== Task input ==
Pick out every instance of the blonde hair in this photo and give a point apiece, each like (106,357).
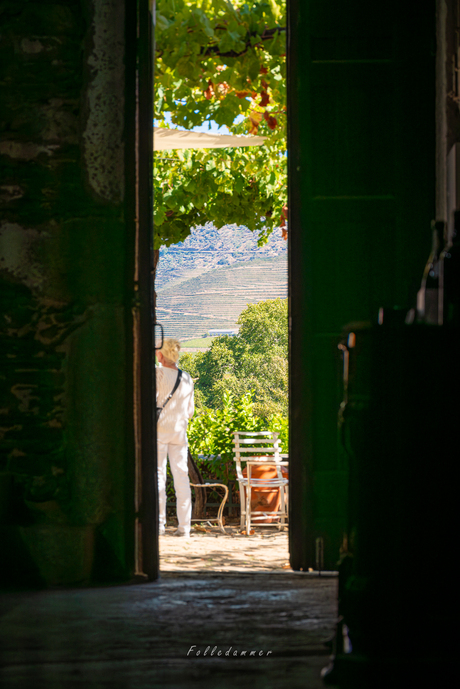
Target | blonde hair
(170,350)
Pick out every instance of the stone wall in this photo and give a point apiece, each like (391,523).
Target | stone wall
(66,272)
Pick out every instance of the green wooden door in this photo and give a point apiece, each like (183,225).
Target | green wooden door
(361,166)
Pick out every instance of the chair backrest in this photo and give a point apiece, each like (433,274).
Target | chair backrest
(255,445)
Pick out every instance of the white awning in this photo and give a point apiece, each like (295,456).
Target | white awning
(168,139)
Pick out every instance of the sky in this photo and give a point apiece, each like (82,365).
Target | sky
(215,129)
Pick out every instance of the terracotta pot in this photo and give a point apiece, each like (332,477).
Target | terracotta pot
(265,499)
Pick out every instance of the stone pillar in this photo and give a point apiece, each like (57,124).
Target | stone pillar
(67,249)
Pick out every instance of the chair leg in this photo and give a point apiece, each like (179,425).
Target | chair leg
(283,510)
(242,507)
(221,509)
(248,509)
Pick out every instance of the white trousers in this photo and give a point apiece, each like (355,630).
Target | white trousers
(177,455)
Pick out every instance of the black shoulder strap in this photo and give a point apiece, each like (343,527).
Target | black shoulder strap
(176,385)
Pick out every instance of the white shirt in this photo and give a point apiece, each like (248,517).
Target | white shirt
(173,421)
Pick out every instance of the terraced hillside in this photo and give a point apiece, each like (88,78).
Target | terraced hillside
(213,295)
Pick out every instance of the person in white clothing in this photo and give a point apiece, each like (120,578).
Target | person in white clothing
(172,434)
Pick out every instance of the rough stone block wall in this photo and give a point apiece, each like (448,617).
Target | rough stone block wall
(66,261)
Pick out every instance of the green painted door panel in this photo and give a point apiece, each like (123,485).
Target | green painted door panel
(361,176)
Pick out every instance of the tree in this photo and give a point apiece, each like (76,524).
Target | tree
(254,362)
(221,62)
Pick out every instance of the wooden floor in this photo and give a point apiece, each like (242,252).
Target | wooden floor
==
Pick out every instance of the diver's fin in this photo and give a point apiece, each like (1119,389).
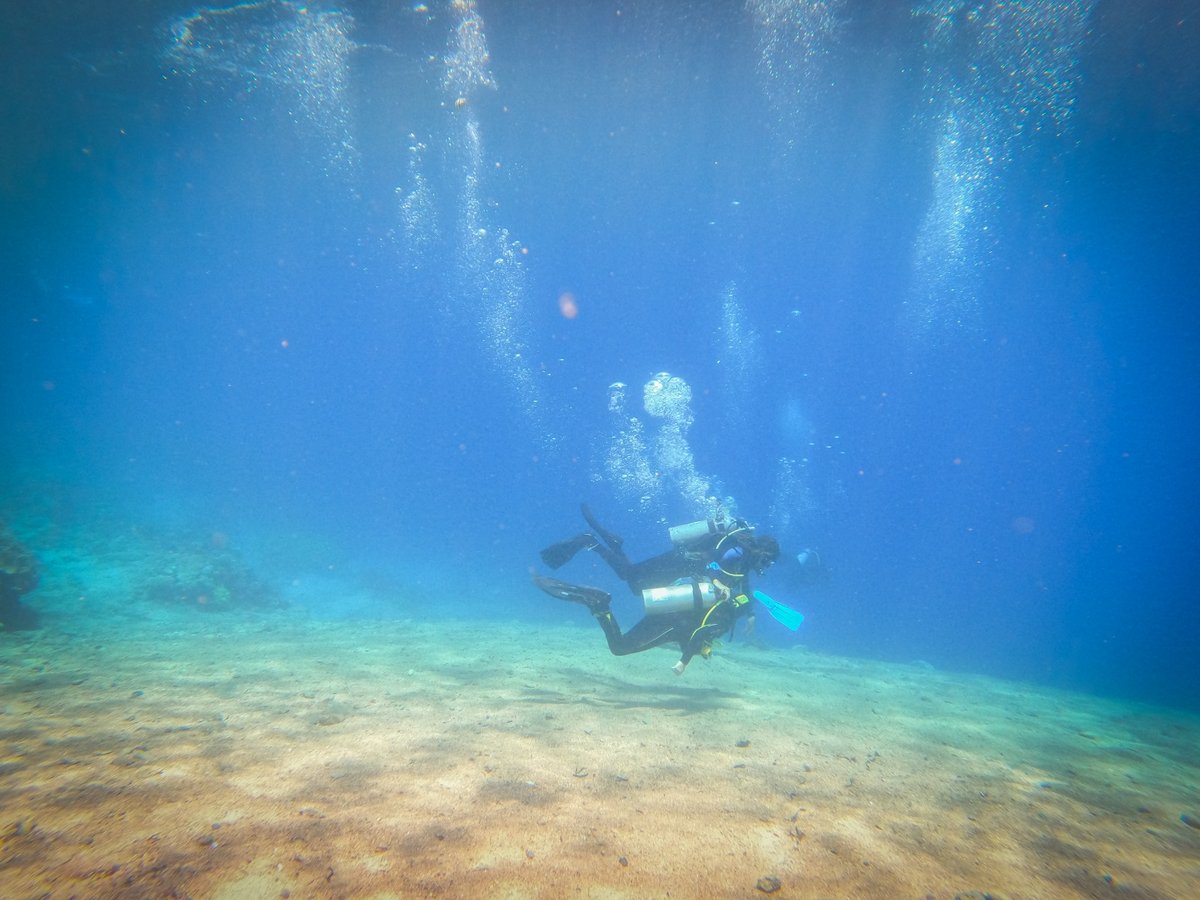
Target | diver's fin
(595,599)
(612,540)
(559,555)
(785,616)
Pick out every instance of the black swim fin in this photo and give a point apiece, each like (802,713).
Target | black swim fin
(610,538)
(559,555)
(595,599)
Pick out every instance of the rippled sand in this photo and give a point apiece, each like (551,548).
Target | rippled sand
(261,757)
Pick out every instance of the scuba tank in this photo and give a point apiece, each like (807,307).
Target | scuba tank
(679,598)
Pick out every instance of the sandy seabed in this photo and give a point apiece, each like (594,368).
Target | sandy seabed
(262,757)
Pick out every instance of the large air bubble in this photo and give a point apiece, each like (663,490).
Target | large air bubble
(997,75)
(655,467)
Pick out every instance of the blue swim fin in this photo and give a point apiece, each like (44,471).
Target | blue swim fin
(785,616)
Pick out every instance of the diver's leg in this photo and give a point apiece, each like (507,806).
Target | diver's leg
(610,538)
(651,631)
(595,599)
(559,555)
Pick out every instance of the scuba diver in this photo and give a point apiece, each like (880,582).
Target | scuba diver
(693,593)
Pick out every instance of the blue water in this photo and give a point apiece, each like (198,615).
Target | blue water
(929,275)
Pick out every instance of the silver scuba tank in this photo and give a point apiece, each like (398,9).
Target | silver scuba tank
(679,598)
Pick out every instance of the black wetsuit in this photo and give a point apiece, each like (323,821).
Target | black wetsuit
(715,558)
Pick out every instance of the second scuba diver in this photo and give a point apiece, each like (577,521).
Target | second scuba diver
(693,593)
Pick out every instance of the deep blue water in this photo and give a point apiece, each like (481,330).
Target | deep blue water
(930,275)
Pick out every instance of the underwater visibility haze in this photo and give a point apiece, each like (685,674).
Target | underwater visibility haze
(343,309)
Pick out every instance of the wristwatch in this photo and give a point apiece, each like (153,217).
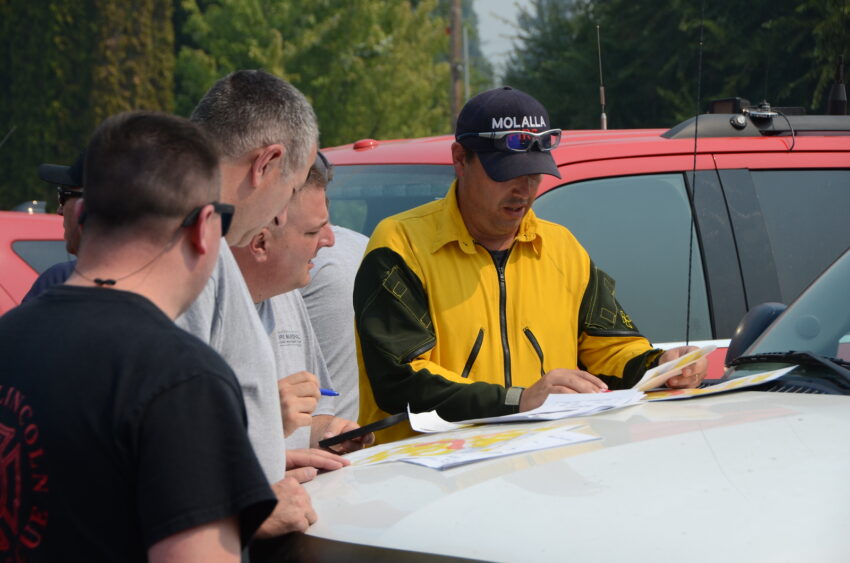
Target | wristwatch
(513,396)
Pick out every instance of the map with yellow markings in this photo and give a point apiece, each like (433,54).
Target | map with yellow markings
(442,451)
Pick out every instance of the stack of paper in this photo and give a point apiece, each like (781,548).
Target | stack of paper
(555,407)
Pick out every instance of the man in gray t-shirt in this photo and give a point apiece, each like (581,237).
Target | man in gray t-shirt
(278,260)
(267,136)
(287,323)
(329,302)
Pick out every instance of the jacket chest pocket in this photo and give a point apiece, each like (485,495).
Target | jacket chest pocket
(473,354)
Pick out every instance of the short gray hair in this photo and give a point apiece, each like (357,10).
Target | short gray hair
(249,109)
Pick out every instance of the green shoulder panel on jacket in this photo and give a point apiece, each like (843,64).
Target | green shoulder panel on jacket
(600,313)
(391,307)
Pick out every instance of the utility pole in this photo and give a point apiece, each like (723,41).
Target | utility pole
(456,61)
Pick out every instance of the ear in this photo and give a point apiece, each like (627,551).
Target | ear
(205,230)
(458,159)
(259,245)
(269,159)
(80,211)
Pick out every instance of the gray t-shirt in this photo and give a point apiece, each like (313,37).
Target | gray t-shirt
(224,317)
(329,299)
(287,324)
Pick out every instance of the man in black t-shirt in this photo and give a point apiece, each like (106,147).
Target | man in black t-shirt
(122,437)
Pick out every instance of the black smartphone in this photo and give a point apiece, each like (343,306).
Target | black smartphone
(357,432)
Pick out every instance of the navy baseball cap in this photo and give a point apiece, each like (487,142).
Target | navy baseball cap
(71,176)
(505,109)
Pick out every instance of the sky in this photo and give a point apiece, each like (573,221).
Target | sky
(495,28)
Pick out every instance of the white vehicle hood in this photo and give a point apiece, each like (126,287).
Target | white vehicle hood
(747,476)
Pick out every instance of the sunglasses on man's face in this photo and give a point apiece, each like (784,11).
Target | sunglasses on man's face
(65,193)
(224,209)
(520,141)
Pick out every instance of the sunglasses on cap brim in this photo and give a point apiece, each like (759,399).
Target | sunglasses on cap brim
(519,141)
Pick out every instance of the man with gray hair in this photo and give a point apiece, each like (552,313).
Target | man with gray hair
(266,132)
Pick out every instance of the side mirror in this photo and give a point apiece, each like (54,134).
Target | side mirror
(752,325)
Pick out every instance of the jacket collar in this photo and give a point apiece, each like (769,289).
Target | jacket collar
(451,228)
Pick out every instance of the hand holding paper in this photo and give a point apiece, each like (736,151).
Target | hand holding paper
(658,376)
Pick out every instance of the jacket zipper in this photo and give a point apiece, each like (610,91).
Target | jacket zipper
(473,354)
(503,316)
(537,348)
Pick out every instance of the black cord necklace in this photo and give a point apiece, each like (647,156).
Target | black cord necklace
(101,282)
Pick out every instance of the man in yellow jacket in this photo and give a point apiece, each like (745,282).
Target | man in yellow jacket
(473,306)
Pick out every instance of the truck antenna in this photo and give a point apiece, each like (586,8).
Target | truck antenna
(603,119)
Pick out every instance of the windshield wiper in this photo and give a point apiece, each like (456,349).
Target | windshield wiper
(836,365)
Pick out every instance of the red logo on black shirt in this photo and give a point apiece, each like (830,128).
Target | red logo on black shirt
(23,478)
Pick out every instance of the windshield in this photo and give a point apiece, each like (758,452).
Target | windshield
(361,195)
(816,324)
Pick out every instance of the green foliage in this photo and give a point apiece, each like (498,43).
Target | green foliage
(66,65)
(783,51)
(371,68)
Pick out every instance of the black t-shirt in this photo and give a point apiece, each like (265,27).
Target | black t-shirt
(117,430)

== Task ==
Copy every line from the entries that contains the word "floor".

== Answer section ==
Pick out every instance of the wooden floor in this photo and give a point apiece, each like (242,252).
Target | wooden floor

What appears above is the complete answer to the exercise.